Stored items from a collection

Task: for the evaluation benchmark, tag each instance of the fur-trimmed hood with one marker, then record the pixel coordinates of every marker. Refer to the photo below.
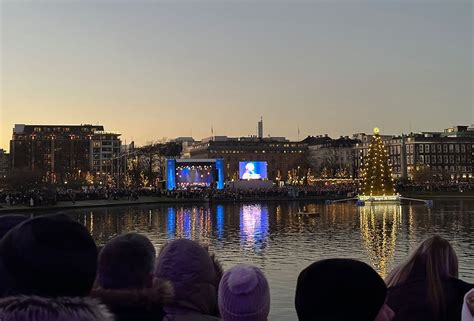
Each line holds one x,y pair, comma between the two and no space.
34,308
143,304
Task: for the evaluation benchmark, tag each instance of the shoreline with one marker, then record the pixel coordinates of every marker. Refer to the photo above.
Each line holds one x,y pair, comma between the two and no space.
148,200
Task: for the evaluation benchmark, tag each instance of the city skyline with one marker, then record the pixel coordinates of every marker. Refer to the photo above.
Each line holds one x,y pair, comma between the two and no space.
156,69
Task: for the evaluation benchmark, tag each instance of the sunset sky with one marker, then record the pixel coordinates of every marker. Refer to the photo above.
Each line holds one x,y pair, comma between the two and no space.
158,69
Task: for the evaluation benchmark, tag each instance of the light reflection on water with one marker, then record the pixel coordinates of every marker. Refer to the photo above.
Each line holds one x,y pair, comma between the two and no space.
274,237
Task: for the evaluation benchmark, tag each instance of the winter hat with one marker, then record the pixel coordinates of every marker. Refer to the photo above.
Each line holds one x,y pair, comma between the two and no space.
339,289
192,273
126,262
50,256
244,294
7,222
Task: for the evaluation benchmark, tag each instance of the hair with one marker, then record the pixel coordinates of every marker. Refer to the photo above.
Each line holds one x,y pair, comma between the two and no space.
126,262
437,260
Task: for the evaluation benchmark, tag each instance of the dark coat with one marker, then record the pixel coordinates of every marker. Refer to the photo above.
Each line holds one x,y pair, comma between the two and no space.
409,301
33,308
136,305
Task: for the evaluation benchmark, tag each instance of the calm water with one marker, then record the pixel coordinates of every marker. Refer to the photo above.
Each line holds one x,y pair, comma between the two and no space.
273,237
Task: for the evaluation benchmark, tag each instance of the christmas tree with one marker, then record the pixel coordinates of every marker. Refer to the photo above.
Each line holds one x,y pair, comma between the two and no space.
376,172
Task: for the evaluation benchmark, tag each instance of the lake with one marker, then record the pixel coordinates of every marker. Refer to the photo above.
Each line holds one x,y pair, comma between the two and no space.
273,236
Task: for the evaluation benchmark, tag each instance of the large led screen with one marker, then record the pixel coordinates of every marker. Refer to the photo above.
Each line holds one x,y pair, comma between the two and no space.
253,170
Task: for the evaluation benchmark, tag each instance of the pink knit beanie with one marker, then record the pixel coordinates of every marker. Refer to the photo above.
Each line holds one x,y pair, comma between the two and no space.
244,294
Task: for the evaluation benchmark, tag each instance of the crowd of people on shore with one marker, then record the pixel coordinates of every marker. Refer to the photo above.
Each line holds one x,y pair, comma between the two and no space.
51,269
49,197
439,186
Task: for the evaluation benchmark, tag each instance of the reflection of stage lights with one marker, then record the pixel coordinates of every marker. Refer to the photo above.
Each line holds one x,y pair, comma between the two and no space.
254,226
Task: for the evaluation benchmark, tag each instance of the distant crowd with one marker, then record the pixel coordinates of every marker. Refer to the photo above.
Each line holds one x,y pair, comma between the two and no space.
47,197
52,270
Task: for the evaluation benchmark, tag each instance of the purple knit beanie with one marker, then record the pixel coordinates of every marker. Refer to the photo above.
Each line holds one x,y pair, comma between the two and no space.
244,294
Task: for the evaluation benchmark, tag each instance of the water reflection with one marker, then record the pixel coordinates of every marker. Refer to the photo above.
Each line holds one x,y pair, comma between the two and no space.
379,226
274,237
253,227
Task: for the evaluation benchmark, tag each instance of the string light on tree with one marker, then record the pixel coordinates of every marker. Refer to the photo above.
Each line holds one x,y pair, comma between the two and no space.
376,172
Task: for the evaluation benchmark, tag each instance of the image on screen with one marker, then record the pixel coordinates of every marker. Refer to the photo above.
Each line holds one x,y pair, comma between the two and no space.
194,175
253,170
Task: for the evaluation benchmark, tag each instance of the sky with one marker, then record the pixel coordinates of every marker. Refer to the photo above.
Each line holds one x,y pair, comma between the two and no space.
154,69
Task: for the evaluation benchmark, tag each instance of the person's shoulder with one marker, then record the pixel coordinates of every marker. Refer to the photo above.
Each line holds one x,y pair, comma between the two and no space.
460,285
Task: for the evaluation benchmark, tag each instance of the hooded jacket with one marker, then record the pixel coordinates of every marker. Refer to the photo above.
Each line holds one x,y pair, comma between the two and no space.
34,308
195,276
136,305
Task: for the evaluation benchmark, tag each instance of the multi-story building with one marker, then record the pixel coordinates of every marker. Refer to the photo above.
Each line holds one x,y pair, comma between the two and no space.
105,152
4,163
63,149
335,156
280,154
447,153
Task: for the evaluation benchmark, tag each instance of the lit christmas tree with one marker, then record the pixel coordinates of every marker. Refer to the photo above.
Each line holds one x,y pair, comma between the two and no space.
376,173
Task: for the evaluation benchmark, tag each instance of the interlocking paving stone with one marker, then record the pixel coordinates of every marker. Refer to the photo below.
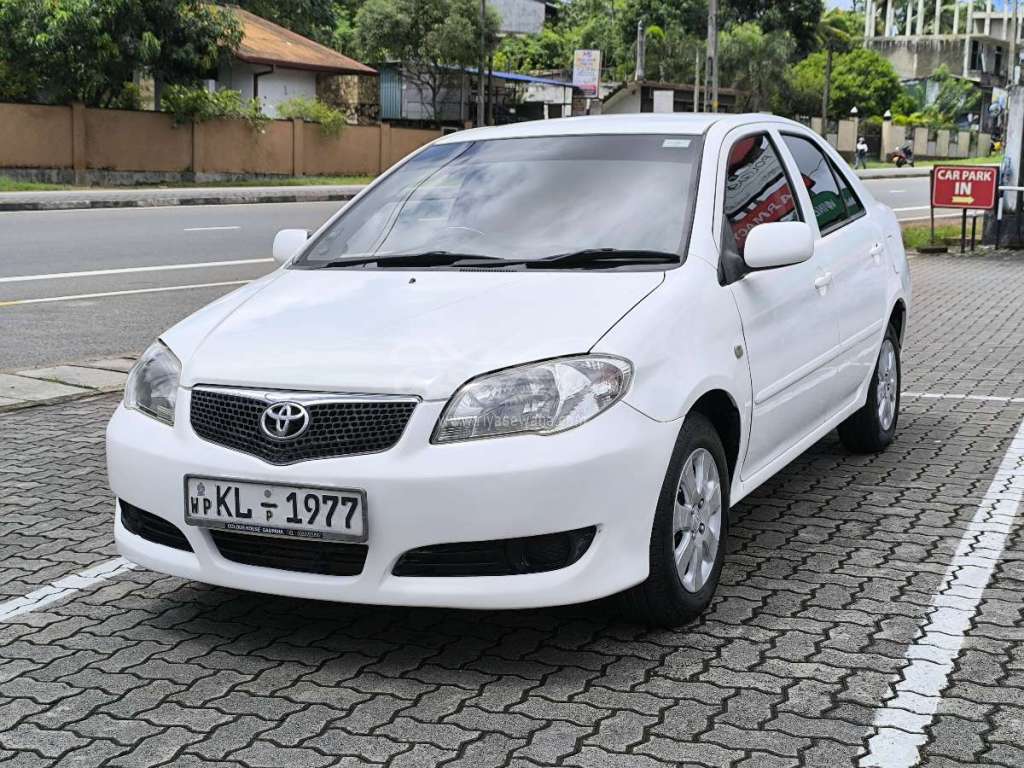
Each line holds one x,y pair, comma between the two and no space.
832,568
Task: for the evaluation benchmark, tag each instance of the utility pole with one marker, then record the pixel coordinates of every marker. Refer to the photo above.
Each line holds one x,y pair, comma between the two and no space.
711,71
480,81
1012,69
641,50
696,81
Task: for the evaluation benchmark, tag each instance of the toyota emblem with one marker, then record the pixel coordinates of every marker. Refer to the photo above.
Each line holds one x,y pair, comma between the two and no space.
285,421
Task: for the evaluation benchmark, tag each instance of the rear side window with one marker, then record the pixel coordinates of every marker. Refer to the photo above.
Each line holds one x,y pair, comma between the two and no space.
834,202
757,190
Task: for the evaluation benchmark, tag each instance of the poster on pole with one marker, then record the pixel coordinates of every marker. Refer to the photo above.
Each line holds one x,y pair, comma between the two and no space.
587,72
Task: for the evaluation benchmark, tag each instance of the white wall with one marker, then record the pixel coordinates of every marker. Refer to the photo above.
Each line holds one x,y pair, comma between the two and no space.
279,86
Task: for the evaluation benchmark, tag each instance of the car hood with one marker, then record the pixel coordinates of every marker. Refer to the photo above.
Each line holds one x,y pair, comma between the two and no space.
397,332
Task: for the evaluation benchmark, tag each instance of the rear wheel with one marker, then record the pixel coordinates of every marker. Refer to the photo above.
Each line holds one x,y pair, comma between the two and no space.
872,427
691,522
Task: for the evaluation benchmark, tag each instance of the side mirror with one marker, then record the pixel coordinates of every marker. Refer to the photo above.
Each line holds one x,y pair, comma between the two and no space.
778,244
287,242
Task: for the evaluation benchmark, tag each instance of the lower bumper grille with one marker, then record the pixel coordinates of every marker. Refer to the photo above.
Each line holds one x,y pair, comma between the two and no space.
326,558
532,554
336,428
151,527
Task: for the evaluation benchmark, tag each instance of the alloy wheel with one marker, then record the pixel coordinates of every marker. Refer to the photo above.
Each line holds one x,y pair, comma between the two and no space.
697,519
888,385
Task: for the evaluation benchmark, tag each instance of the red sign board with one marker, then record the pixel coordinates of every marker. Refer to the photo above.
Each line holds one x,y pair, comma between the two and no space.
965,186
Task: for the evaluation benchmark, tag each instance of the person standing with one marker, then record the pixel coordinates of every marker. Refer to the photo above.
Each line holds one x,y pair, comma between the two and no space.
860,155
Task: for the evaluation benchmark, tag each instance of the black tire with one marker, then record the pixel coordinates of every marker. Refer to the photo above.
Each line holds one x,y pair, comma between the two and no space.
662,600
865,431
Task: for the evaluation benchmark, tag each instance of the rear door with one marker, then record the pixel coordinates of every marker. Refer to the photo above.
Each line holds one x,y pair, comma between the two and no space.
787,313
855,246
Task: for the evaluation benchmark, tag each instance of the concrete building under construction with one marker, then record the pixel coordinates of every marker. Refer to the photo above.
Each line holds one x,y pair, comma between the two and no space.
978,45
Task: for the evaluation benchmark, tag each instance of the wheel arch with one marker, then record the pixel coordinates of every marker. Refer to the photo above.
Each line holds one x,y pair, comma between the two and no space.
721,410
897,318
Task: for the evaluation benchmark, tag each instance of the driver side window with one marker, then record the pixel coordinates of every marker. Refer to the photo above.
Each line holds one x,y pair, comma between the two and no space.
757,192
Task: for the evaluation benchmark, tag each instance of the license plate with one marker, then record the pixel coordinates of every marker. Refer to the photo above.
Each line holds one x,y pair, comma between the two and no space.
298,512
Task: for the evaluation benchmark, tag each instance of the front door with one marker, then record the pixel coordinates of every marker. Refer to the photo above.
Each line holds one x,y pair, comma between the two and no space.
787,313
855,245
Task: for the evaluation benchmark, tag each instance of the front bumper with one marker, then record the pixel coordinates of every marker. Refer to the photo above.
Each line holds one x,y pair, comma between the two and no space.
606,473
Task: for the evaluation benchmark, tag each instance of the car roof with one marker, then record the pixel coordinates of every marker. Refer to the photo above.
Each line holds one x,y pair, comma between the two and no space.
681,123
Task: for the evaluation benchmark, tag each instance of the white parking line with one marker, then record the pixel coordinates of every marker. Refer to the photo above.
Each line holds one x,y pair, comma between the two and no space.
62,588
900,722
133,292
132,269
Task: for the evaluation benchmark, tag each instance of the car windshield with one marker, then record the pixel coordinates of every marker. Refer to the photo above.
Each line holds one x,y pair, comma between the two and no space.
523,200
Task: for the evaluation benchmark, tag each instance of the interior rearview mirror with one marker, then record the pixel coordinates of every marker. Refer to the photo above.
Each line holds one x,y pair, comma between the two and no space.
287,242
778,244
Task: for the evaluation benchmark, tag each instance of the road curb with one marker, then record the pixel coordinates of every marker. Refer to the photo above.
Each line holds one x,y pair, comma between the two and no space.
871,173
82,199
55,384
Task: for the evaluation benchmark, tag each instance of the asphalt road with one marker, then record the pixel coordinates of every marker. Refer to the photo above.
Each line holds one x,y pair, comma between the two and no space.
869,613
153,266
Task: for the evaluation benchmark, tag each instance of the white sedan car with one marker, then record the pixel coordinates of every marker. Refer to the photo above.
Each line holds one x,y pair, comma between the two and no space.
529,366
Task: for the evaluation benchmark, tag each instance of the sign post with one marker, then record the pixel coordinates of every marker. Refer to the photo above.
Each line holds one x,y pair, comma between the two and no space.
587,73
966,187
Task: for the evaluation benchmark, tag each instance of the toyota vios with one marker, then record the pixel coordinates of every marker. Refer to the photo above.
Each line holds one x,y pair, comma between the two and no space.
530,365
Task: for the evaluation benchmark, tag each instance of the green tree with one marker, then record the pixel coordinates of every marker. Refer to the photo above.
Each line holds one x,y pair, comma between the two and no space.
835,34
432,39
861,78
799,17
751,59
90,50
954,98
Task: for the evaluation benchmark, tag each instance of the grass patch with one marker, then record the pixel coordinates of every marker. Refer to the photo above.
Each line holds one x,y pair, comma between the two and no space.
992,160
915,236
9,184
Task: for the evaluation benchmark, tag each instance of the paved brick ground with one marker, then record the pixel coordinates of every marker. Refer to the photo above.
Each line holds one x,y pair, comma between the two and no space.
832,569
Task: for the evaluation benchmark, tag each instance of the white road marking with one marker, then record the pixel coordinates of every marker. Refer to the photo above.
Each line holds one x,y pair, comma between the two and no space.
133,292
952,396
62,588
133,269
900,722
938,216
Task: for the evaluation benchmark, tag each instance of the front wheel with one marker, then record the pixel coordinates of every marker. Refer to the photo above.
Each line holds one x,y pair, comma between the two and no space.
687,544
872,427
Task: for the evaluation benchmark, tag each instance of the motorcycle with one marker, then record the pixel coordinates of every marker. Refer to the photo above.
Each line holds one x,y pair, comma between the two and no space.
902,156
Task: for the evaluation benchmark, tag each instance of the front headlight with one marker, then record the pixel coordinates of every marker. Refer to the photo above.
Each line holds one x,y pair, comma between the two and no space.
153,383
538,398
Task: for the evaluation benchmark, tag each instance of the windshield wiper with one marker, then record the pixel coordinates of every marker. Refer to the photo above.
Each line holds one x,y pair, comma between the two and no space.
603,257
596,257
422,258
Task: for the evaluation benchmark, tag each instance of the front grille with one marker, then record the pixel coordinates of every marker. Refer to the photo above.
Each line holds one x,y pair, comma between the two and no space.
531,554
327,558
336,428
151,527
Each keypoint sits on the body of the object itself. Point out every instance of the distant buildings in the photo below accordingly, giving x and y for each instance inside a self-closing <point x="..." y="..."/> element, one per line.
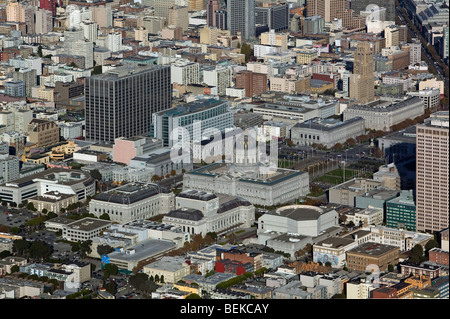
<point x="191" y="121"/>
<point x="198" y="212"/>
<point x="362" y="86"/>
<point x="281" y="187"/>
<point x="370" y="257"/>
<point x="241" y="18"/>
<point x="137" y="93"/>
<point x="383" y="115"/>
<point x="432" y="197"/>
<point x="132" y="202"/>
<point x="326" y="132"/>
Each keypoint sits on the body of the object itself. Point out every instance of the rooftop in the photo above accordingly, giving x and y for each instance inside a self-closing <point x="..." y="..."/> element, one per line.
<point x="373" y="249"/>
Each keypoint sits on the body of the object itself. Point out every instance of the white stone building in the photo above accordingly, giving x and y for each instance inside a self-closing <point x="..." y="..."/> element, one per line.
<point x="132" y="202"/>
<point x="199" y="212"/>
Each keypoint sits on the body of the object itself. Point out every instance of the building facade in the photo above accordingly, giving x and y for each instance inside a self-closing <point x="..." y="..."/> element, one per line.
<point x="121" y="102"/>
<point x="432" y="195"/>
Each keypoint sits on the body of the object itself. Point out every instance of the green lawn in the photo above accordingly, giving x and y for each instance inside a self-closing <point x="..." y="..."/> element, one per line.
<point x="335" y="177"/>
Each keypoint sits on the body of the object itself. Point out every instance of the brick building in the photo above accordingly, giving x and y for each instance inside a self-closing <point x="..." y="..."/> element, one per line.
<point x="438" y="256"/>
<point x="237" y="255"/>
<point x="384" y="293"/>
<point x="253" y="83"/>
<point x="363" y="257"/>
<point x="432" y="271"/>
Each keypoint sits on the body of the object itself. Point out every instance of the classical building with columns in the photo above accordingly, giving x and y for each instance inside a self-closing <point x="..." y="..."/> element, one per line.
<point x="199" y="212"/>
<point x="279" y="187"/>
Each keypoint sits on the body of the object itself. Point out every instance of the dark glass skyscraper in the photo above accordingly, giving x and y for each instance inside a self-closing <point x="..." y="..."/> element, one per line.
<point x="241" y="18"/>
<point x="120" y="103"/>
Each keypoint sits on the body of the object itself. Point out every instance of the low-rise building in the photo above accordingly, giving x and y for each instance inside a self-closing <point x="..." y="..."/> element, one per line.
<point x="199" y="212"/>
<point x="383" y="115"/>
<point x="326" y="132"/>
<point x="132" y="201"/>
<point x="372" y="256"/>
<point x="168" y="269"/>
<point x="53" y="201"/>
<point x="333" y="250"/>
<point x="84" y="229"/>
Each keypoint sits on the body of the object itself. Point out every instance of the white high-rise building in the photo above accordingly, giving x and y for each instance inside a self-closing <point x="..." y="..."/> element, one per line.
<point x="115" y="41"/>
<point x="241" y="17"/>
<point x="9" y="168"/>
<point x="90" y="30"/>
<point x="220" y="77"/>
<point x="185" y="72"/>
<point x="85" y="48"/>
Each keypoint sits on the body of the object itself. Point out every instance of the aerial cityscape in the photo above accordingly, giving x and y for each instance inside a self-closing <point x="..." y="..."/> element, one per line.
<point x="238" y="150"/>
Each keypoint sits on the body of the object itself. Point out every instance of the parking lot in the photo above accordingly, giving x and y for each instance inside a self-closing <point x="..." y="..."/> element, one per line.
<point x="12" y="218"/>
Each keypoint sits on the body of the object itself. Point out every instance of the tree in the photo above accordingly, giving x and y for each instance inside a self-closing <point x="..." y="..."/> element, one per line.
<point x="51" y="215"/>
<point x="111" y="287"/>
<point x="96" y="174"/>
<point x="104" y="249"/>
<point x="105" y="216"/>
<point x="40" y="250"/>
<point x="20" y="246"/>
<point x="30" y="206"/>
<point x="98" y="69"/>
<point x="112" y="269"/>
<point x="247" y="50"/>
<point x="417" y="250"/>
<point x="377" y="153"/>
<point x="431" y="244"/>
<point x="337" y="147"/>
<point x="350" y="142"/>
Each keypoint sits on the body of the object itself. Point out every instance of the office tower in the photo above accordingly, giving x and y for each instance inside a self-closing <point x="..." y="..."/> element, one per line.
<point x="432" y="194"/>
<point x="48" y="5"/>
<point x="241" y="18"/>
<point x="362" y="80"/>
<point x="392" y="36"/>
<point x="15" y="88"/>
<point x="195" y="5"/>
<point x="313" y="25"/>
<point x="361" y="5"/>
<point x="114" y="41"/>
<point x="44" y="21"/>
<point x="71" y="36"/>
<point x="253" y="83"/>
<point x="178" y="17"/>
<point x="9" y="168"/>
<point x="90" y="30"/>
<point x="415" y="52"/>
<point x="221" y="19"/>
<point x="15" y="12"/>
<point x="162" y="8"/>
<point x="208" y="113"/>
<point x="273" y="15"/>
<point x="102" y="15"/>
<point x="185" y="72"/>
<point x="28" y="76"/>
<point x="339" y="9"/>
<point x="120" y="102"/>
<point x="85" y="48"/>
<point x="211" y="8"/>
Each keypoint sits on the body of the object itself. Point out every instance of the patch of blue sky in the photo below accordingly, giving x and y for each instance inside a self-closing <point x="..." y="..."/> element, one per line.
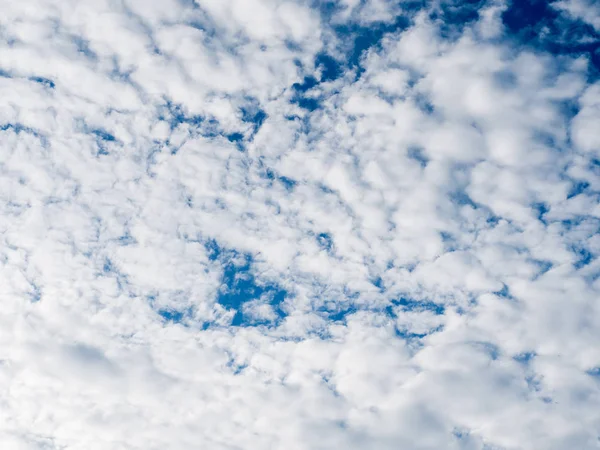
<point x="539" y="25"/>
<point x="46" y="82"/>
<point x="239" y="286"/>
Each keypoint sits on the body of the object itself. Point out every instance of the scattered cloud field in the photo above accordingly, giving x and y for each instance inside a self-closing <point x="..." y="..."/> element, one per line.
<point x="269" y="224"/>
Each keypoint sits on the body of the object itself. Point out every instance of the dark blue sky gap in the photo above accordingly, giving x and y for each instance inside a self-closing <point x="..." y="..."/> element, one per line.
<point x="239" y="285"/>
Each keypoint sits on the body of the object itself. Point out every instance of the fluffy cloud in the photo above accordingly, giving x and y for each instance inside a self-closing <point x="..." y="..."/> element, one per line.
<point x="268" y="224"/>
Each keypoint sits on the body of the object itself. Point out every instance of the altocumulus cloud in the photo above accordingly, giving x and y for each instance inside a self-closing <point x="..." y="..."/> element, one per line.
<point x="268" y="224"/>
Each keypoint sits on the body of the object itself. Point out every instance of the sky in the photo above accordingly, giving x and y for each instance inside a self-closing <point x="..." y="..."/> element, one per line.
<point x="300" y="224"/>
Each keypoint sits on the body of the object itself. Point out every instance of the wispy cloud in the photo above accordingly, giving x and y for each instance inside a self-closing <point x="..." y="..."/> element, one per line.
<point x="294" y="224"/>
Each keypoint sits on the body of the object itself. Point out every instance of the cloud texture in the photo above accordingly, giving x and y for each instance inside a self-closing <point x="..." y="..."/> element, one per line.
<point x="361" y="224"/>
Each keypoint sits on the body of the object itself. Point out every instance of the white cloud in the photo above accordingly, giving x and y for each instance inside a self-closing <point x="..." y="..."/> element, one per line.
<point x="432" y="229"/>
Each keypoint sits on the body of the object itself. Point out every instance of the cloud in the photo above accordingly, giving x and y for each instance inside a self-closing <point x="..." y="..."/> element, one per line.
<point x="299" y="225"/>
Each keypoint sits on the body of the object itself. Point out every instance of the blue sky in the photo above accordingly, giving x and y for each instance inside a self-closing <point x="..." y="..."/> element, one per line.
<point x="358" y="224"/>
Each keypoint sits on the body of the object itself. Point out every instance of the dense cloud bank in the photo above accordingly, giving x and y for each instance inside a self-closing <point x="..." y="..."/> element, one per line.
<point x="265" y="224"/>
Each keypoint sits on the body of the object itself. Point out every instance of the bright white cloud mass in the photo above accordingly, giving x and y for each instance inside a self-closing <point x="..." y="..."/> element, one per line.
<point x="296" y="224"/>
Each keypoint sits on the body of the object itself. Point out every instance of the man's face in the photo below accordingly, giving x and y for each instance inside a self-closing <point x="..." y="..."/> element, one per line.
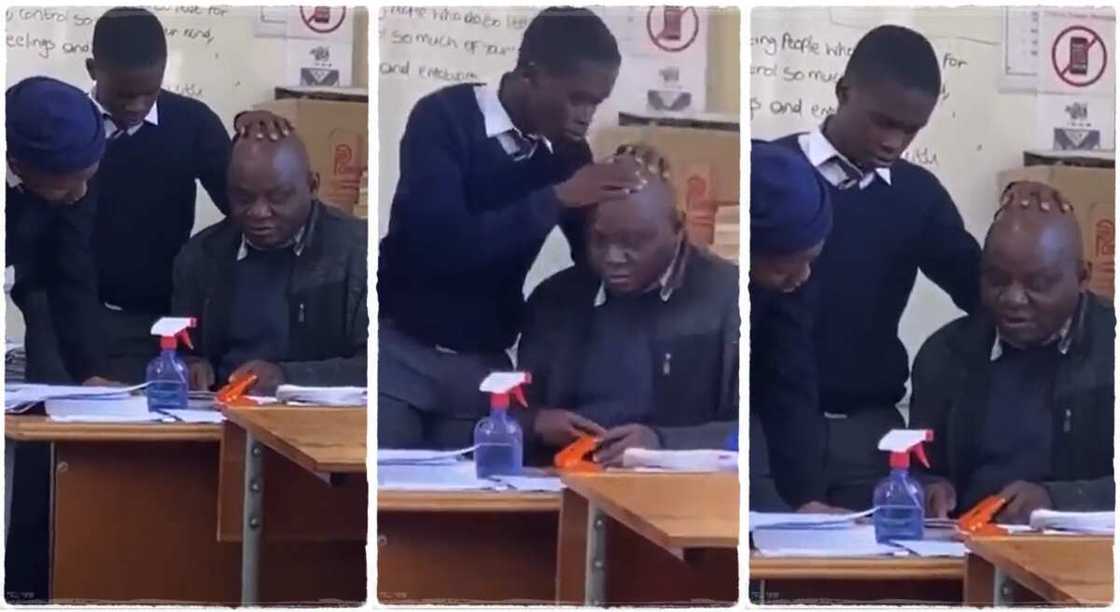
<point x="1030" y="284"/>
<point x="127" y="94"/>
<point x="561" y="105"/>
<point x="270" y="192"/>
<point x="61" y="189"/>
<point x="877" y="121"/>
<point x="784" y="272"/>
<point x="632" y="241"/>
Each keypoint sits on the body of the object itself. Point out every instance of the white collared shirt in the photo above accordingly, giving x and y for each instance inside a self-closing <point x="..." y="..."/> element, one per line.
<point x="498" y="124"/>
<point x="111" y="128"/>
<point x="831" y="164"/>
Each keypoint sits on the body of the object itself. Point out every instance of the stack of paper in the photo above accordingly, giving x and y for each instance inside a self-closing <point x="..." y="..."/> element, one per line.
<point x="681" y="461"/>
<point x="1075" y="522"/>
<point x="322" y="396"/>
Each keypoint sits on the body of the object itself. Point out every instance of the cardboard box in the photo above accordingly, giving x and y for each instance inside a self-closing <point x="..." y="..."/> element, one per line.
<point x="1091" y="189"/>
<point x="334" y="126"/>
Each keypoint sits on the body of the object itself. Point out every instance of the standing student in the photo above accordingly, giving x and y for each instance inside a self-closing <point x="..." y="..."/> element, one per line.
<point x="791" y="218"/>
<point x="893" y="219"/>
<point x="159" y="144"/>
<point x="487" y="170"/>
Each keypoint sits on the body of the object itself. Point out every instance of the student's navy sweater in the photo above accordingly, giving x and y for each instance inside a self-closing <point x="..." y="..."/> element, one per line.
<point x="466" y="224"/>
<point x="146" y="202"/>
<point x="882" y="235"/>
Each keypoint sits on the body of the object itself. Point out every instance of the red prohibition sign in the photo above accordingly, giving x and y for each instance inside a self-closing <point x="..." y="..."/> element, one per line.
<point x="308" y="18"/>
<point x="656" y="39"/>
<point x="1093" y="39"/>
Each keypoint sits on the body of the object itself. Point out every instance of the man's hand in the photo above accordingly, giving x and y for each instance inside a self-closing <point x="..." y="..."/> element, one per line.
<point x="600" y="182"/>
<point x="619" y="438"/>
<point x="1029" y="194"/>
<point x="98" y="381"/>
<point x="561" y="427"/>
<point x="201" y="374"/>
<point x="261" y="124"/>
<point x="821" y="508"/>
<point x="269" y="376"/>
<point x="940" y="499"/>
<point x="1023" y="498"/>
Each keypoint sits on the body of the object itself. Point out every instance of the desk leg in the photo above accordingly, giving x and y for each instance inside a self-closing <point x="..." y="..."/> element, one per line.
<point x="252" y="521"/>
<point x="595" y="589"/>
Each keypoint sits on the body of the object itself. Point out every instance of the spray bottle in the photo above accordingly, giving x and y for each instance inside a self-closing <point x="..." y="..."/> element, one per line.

**Required task**.
Nothing outside the span should appear: transcribe the lines from the one containing "of the student's" through the last line of the records.

**Result**.
Each keypoint sits on the body of the object itself. Point out every instance of the student's navy sweater in the photo above accordingly, giving x and y for each instance inside a self-closing <point x="..." y="..."/> element, one per line.
<point x="466" y="224"/>
<point x="146" y="202"/>
<point x="882" y="235"/>
Each keypoint sits on the body of the object itself. Point out every instance of the red prohibition sign in the photo above accordingly, giving x and y for each instance inside a self-closing <point x="..." y="..."/> element, one per line.
<point x="308" y="18"/>
<point x="656" y="39"/>
<point x="1093" y="39"/>
Each keypoint sits on the body of the object itself. Point out every instance of the man's hand in the photo above accordingly, giving x and y for each instance inside a self-closing <point x="..." y="..."/> element, one per line.
<point x="600" y="182"/>
<point x="619" y="438"/>
<point x="1029" y="194"/>
<point x="98" y="381"/>
<point x="561" y="427"/>
<point x="201" y="374"/>
<point x="261" y="124"/>
<point x="821" y="508"/>
<point x="269" y="376"/>
<point x="940" y="499"/>
<point x="1023" y="498"/>
Each keypoint sits on the body of the object itself. Point out every instance of the desk leg in the photo above accordingly, giving x and y for each instance inside a self-closing <point x="..." y="..."/> element, one per line.
<point x="252" y="521"/>
<point x="595" y="589"/>
Each keypoint sits on the body of the object itself. Point out every instance of the spray bottle in the photo above accordingly, giving x and y for each instance inside a self-closing <point x="..." y="..."/> element, one per line.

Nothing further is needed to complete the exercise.